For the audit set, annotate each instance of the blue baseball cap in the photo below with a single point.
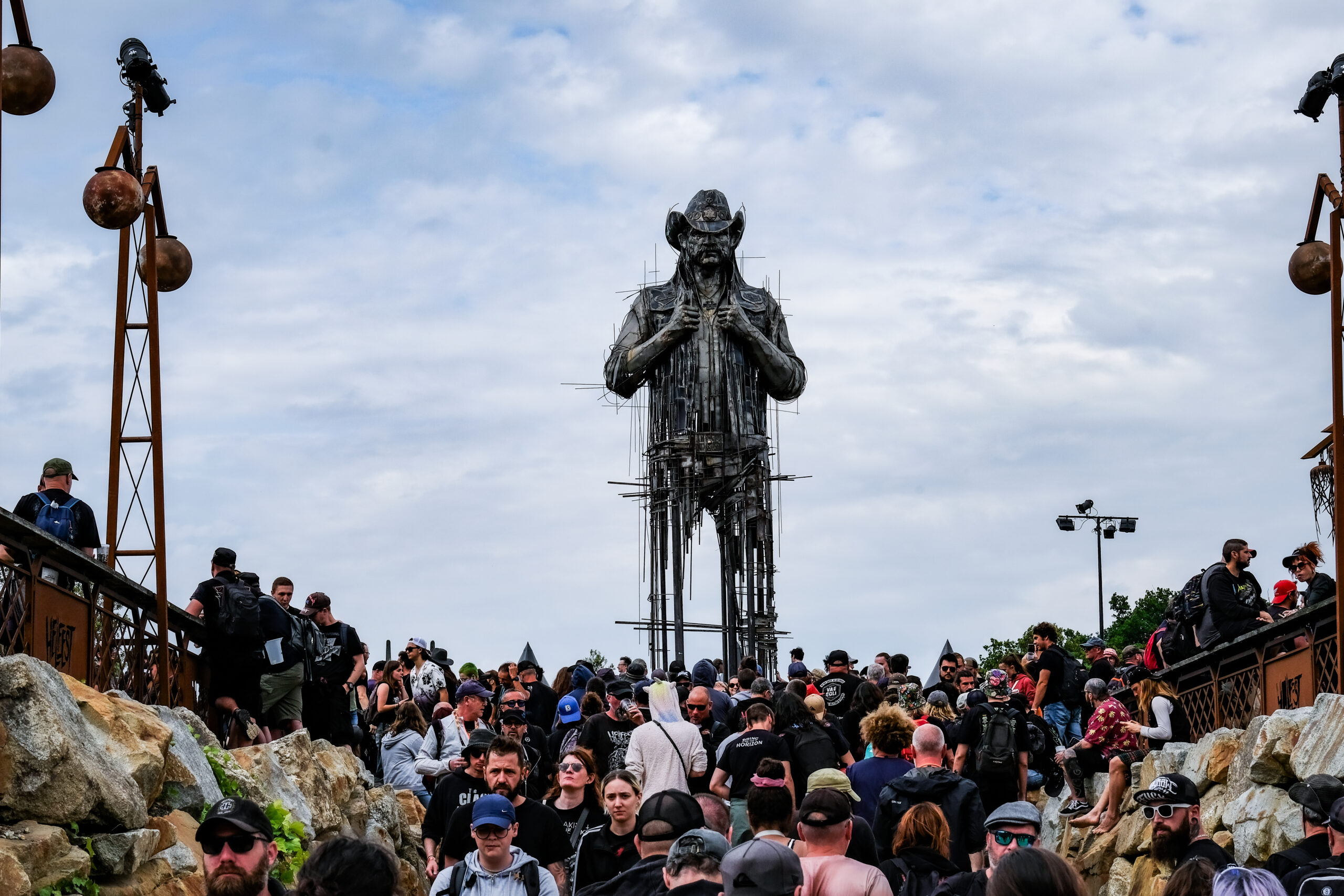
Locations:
(494, 809)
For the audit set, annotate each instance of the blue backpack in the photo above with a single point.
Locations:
(57, 520)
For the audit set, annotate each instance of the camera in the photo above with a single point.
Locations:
(139, 68)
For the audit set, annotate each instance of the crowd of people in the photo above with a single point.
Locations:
(706, 779)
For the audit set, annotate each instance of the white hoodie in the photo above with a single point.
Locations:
(506, 883)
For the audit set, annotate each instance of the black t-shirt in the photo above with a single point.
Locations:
(1054, 664)
(84, 527)
(454, 790)
(340, 647)
(973, 726)
(1208, 849)
(836, 690)
(570, 817)
(743, 755)
(539, 833)
(608, 739)
(275, 624)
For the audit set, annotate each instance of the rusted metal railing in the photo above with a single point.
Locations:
(1283, 666)
(90, 623)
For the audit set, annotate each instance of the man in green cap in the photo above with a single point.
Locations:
(53, 510)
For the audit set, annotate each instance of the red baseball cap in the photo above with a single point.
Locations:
(1283, 589)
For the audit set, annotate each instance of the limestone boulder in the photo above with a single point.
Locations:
(181, 859)
(1270, 762)
(1320, 746)
(1213, 805)
(264, 766)
(188, 781)
(1263, 821)
(124, 852)
(1120, 879)
(144, 882)
(1132, 836)
(54, 767)
(1209, 761)
(45, 853)
(413, 813)
(130, 731)
(1167, 761)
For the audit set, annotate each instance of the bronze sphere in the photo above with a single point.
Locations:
(172, 261)
(1309, 268)
(113, 198)
(27, 80)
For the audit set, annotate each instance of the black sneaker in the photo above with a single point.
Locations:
(1074, 808)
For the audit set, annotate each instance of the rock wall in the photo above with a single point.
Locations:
(1242, 777)
(99, 786)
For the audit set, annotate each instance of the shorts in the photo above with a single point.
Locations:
(282, 695)
(238, 679)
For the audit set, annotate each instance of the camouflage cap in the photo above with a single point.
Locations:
(58, 467)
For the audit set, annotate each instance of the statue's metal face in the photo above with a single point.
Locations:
(707, 249)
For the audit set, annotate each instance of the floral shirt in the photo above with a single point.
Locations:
(1105, 733)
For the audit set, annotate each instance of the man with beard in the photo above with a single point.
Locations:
(1233, 597)
(1315, 796)
(237, 849)
(1014, 825)
(1172, 804)
(539, 830)
(1327, 873)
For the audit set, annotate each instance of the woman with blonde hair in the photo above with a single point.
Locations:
(666, 751)
(608, 851)
(920, 849)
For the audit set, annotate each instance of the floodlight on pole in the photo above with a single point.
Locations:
(1105, 527)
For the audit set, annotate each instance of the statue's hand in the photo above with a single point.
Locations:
(686, 318)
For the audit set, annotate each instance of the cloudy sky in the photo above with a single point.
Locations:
(1033, 254)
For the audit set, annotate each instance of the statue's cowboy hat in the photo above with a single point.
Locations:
(707, 213)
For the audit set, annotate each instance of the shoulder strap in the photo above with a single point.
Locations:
(686, 773)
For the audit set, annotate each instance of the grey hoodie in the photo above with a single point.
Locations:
(506, 883)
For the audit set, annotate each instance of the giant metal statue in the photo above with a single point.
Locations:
(710, 349)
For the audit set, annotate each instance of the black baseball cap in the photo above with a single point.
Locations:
(243, 815)
(1318, 793)
(1170, 789)
(668, 815)
(824, 808)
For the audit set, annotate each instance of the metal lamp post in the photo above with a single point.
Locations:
(1105, 527)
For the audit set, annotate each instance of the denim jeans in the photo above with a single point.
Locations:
(1067, 722)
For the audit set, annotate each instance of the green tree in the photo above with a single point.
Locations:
(1133, 625)
(1072, 641)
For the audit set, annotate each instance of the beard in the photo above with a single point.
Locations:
(232, 880)
(1170, 846)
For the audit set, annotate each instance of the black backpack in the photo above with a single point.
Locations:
(812, 750)
(239, 613)
(1074, 678)
(463, 880)
(913, 884)
(996, 754)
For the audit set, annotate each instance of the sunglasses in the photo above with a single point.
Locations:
(1166, 810)
(1004, 837)
(239, 844)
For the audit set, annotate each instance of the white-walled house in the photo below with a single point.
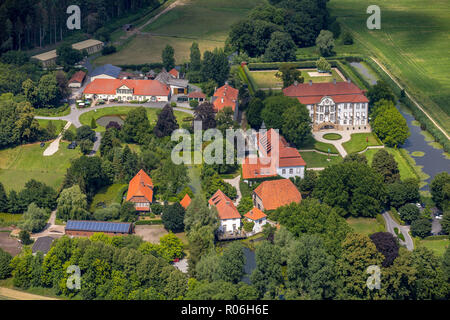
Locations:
(258, 217)
(274, 158)
(337, 105)
(127, 90)
(230, 219)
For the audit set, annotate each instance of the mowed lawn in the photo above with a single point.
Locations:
(406, 171)
(206, 22)
(20, 164)
(267, 79)
(365, 226)
(413, 43)
(152, 115)
(360, 141)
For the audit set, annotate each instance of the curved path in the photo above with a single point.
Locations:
(391, 224)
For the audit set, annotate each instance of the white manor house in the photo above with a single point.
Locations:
(336, 105)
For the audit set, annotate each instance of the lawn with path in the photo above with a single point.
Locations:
(317, 160)
(410, 44)
(206, 22)
(365, 226)
(360, 141)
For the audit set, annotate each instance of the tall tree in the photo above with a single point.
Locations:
(358, 253)
(325, 43)
(173, 217)
(195, 58)
(289, 74)
(281, 47)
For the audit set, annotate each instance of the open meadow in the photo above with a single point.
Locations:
(206, 22)
(20, 164)
(413, 43)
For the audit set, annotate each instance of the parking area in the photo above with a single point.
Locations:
(9, 244)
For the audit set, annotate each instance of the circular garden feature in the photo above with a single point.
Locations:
(332, 136)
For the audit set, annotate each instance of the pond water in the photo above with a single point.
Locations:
(103, 121)
(432, 159)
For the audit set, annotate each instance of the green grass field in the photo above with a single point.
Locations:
(59, 124)
(365, 226)
(406, 170)
(438, 246)
(108, 195)
(9, 218)
(152, 115)
(318, 160)
(206, 22)
(22, 163)
(267, 79)
(413, 43)
(358, 142)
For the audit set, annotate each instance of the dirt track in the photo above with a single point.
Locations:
(19, 295)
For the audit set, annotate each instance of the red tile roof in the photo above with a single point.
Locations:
(197, 94)
(140, 87)
(286, 157)
(226, 96)
(140, 186)
(313, 93)
(175, 73)
(224, 205)
(277, 193)
(78, 77)
(255, 214)
(186, 201)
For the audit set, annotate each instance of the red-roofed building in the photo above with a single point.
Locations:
(272, 194)
(275, 157)
(140, 191)
(197, 95)
(186, 201)
(230, 218)
(127, 90)
(226, 96)
(337, 105)
(258, 217)
(77, 79)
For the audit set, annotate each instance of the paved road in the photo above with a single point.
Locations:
(391, 224)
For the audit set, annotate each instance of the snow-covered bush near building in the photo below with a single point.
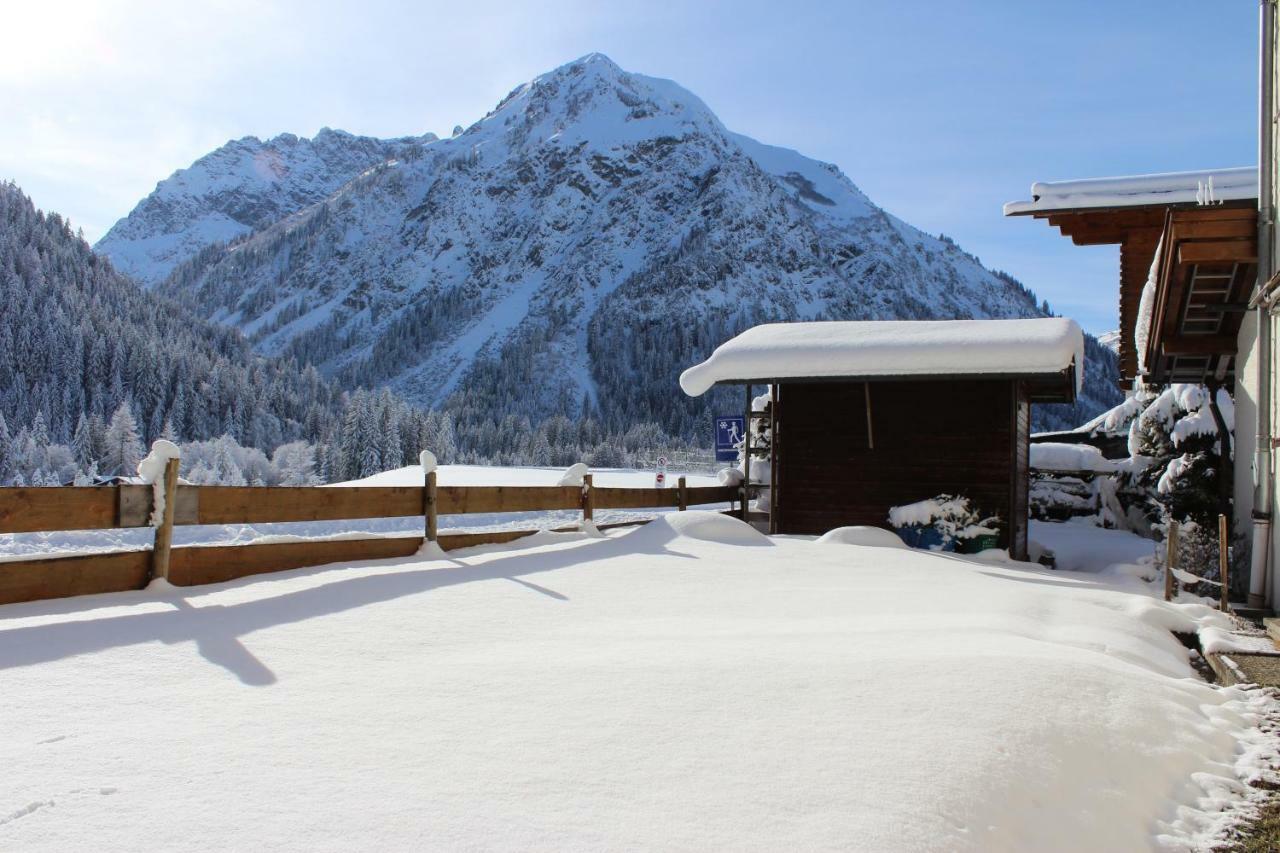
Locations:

◇ ◇ ◇ ◇ ◇ ◇ ◇

* _Work task_: Repeat the material above verbatim. Leave the pictures behind.

* _Problem solution_:
For the audit set, annotate each instance of the blue baseball cap in the photo below with a single point.
Locations:
(494, 809)
For the audit set, annotate each instance of the blue backpack in the photo above with a single point.
Locations:
(57, 520)
For the audit set, annotate each instance of the camera in the photo above with a single point.
Locations:
(139, 68)
For the audit set, annotate each instance of the crowd of people in the photo above with a single point.
Locations:
(706, 779)
For the audit set, annotate each instance of the white hoodie in the photo above with a single point.
Locations:
(506, 883)
For the audit set, annotate each instance of the black t-shirt in the photo above with a single point.
Locations:
(1054, 664)
(84, 527)
(454, 790)
(340, 647)
(973, 726)
(1208, 849)
(836, 690)
(570, 817)
(743, 755)
(539, 833)
(608, 739)
(275, 624)
For the audit set, annotate each instance of the rusted metal railing in the photo above with a single point.
Locations:
(1283, 666)
(90, 623)
For the audit set, annotate each instance of the man in green cap in the photo above with a single point.
Locations:
(53, 510)
For the audit set, annotate each instance of the red baseball cap in the photo above with a single point.
Locations:
(1283, 589)
For the audit set, annotate each instance of the limestone boulder in the photo above with a single point.
Locations:
(181, 859)
(1270, 762)
(1320, 746)
(1213, 805)
(264, 766)
(188, 781)
(1263, 821)
(124, 852)
(1120, 879)
(144, 882)
(1132, 836)
(54, 767)
(1209, 761)
(45, 853)
(413, 813)
(130, 731)
(1167, 761)
For the audit set, annotate each instance of the bronze sphere in the photo above with a single point.
Locations:
(172, 261)
(1309, 268)
(113, 198)
(27, 80)
For the audit set, annotate each instance of the black sneaker in the photo above with a single point.
Locations:
(1074, 808)
For the audit set, annotate each instance of the rock wall in the photo above with a single point.
Locations:
(1242, 777)
(99, 786)
For the audit set, annotate each instance of the shorts in the photo above with a single point.
Locations:
(282, 695)
(238, 679)
For the audit set, annotate each instance of the camouflage cap in the photo above with a single point.
Locations:
(58, 467)
For the audit set, annotate each instance of the statue's metal face in the photo above with a single point.
Locations:
(707, 249)
For the audit set, annotate each instance of the floral shirt in the photo above with a single point.
Locations:
(1105, 733)
For the audit set, annotate each instance of the man with beard in the photo above with a single point.
Locations:
(1233, 597)
(1315, 796)
(237, 849)
(1014, 825)
(1172, 804)
(539, 830)
(1327, 873)
For the audit set, annotate each instance of the woman with blonde hair in the photo above with a single point.
Locations:
(666, 751)
(608, 851)
(920, 849)
For the audit set, annotate each instance of the floodlight on pole in the photo above with a single point.
Locations:
(1105, 527)
For the audit set, annotate each instance of the statue's hand in the photo above with a single point.
Locations:
(686, 318)
For the audit set, annotate each instance of the cloudy sky in the photo above with a single point.
Locations:
(1033, 254)
For the audit set, annotate each instance of the statue's cowboy hat in the photo above with a single point.
Locations:
(707, 213)
For the audit set, annotate each instance of the shoulder strap in the photo above with a single point.
Locations:
(686, 773)
For the audit set, annotate each instance of the grey hoodie in the photo above with a single point.
Locations:
(506, 883)
For the audit set, annotate each instance of the giant metal statue in the photo above with a single point.
Locations:
(710, 349)
For the audit set, annotate each instance of the black baseball cap in the photo above with a single point.
Locations:
(243, 815)
(1318, 793)
(1170, 789)
(668, 815)
(824, 808)
For the audit set, annotate each instance of the metal lamp post in the photo above with a single point.
Locations:
(1105, 527)
For the audit set, annotate each instance of the denim jeans in the photo above with a single point.
Locations:
(1067, 722)
For the audit set, annotate each instance of the green tree in the photo above with a single point.
Locations:
(1133, 625)
(1072, 641)
For the audit set, annotate each instance of the beard in the photo above with a single point.
Locations:
(232, 880)
(1170, 846)
For the audit set, annotate each instance of the black backpack in the photo above with a single point.
Locations:
(812, 750)
(239, 613)
(1074, 678)
(463, 880)
(913, 884)
(996, 754)
For the audit set, annotate each instance of the sunglasses in the photo above with a single point.
Locations:
(1166, 810)
(1004, 837)
(239, 844)
For the audit set, annotate each instance of the white-walled house in the photo below with a single point.
Locations:
(258, 217)
(274, 158)
(337, 105)
(127, 90)
(230, 219)
For the audit set, annotate each instance of the mowed lawn in the photo above with a single point.
Locations:
(406, 171)
(206, 22)
(20, 164)
(267, 79)
(365, 226)
(413, 43)
(152, 115)
(360, 141)
For the audit set, annotate each instance of the curved path in the photo above with a single point.
Locations:
(391, 224)
For the audit set, annotate each instance of the white manor house in the photo above with a single point.
Locations:
(336, 105)
For the audit set, annotate each instance of the lawn with path in the photo above with a single point.
Locations:
(317, 160)
(410, 44)
(206, 22)
(365, 226)
(360, 141)
For the audit set, annotate each instance of the tall tree in the photo above with a single point.
Locations:
(358, 253)
(325, 43)
(173, 217)
(195, 58)
(289, 74)
(281, 47)
For the audit set, annotate each instance of the open meadow in the photo above with a single point.
Locations:
(206, 22)
(20, 164)
(413, 43)
For the audit set, annotate each instance of the parking area in the photo above with a single point.
Locations:
(9, 244)
For the audit set, annotate each instance of the circular garden feature in the photo above with a single point.
Locations:
(332, 136)
For the audit set, annotate each instance of the pond water in the photo above with a single point.
Locations:
(103, 121)
(432, 159)
For the audit set, annotate each instance of the green grass field in the photo above with a single point.
Locations:
(59, 124)
(365, 226)
(406, 170)
(438, 246)
(108, 195)
(9, 218)
(152, 115)
(318, 160)
(206, 22)
(22, 163)
(267, 79)
(413, 43)
(358, 142)
For the audit set, annotate each instance of the dirt track in the photo above with a single point.
Locations:
(19, 295)
For the audit set, annotate each instance of the red tile roof in the photo above with a single point.
Locations:
(197, 94)
(140, 87)
(286, 157)
(226, 96)
(140, 186)
(313, 93)
(175, 73)
(224, 205)
(277, 193)
(78, 77)
(255, 214)
(186, 201)
For the audit set, annotate each instance of the red-roofed building in the photo above with a single point.
Locations:
(272, 194)
(275, 157)
(140, 191)
(197, 95)
(186, 201)
(230, 218)
(127, 90)
(226, 96)
(337, 105)
(258, 217)
(77, 79)
For the audit set, annotate each instance of the paved road in the photo above with a single point.
Locations:
(391, 224)
For the audit set, annotate each instance of the snow-covered bush near building in the photo below with a single point.
Locations:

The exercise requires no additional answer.